» **Your assignment**: Transcribe, word for word and without additions, each line below from the one containing "point: bridge underside" through the one containing "point: sneaker |", both ends included.

[Dataset items]
-----

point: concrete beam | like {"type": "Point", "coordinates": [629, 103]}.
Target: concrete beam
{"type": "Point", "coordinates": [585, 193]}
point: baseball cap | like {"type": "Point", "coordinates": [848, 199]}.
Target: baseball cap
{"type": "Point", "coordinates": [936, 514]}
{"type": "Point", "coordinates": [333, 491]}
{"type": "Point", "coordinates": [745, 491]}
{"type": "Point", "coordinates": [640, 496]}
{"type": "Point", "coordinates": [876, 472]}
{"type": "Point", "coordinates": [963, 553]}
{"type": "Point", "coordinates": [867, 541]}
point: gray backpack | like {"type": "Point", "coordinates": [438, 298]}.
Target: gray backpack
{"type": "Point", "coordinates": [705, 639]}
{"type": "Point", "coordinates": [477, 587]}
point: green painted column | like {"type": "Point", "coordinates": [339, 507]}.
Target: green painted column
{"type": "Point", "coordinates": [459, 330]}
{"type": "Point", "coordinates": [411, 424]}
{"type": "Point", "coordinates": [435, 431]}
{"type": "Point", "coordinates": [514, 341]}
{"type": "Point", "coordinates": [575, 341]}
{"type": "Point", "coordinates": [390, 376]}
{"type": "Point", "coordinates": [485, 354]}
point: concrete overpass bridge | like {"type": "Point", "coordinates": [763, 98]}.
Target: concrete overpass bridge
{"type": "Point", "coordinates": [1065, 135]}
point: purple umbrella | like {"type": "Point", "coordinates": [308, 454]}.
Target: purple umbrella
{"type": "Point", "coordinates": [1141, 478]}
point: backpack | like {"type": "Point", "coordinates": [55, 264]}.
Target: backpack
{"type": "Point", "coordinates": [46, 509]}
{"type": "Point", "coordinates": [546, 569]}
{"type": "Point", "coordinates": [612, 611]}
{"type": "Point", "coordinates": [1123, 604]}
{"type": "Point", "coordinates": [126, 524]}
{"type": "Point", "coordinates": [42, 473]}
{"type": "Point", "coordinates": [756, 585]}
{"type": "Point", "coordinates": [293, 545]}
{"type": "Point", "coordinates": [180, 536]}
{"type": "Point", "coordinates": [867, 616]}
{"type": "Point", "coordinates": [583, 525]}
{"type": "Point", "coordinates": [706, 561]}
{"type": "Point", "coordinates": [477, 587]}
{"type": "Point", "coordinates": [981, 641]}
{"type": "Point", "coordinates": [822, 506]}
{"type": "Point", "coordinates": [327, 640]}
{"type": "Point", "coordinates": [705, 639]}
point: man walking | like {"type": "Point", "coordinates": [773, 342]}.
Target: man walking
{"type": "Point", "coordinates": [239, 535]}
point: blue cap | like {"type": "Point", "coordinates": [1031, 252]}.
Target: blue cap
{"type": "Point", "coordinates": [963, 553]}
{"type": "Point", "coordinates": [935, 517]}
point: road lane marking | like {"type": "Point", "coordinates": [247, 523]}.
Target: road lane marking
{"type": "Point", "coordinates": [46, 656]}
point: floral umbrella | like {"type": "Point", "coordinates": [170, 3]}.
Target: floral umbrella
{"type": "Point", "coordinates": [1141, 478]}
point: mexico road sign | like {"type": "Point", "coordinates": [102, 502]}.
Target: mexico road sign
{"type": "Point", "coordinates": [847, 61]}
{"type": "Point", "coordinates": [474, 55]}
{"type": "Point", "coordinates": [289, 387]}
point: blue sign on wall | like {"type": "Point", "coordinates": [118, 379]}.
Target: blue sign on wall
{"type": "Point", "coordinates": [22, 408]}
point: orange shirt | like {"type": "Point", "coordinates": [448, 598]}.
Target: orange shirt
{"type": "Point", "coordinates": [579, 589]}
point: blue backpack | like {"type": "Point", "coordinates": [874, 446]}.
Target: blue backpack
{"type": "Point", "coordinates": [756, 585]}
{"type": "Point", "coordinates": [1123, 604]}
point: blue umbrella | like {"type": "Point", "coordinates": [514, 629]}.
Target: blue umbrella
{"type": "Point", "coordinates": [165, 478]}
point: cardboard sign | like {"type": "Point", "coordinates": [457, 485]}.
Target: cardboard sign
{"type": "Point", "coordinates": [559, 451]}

-----

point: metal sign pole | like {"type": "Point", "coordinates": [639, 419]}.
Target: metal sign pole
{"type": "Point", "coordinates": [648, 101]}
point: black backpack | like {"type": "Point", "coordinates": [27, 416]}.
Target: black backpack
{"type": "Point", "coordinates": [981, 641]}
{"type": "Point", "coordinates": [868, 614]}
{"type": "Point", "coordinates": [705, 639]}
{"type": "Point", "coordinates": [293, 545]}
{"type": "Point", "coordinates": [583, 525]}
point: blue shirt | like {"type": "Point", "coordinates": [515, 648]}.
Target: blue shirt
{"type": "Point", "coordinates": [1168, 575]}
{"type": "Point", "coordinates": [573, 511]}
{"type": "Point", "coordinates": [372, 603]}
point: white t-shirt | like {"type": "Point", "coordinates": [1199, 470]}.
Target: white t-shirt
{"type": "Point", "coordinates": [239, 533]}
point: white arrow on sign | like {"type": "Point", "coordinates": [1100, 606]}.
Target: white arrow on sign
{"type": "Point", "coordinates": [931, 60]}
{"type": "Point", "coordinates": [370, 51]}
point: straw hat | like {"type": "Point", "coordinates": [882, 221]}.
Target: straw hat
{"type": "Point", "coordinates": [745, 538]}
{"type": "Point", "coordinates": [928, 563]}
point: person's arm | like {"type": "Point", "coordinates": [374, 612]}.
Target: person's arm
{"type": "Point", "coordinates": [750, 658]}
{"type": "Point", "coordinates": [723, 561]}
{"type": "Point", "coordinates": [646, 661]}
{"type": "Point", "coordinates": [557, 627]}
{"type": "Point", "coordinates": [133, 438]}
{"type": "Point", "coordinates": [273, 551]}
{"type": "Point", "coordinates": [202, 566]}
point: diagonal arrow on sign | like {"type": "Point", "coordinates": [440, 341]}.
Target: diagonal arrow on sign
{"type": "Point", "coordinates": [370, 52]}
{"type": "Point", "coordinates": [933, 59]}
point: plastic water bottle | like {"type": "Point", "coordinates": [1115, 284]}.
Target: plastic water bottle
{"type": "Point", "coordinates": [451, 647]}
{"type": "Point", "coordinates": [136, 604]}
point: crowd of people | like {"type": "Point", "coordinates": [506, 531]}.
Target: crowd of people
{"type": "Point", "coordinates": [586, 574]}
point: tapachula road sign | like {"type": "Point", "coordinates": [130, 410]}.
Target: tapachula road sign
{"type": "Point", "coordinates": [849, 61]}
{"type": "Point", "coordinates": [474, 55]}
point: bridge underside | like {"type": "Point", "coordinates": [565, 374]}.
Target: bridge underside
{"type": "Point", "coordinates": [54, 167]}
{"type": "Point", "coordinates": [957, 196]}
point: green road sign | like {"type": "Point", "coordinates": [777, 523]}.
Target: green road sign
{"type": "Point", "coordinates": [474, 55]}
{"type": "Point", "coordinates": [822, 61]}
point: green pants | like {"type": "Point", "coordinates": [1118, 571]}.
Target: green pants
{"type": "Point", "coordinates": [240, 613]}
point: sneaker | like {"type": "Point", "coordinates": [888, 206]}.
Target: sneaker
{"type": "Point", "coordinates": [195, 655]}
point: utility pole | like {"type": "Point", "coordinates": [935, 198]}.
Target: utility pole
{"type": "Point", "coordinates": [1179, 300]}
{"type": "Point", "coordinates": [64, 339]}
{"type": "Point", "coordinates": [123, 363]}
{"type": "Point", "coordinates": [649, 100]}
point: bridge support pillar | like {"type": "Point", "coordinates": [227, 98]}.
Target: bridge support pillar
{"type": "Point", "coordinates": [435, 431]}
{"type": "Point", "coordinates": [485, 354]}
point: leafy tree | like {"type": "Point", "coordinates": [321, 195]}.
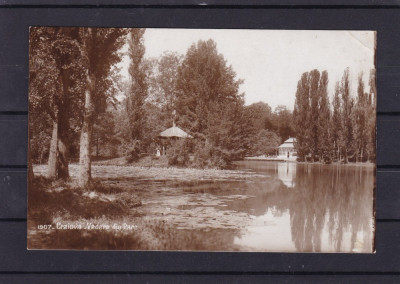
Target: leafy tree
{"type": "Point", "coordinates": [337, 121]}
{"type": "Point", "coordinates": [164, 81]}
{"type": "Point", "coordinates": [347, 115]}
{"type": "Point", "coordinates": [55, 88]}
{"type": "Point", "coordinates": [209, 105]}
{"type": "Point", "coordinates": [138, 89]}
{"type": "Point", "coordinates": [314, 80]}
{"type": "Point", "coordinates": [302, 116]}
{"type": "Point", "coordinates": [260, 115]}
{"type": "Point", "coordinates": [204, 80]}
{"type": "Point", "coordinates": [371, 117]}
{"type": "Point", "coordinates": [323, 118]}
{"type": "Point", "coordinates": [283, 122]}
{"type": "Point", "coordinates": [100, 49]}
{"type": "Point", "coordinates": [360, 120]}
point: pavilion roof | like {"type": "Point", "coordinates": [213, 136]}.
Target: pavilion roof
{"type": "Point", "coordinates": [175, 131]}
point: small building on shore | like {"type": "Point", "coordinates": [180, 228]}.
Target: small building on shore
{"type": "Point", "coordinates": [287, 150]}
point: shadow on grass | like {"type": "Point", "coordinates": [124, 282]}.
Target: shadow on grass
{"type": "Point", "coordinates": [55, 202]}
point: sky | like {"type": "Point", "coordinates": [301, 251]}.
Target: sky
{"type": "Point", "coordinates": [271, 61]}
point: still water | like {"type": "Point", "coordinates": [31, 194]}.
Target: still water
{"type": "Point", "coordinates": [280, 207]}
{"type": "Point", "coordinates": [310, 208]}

-----

» **Answer box**:
point: bridge underside | like {"type": "Point", "coordinates": [565, 374]}.
Target: bridge underside
{"type": "Point", "coordinates": [54, 167]}
{"type": "Point", "coordinates": [957, 196]}
point: green road sign | like {"type": "Point", "coordinates": [777, 523]}.
Target: green road sign
{"type": "Point", "coordinates": [474, 55]}
{"type": "Point", "coordinates": [822, 61]}
point: green pants | like {"type": "Point", "coordinates": [1118, 571]}.
Target: green pants
{"type": "Point", "coordinates": [240, 613]}
point: sneaker | like {"type": "Point", "coordinates": [888, 206]}.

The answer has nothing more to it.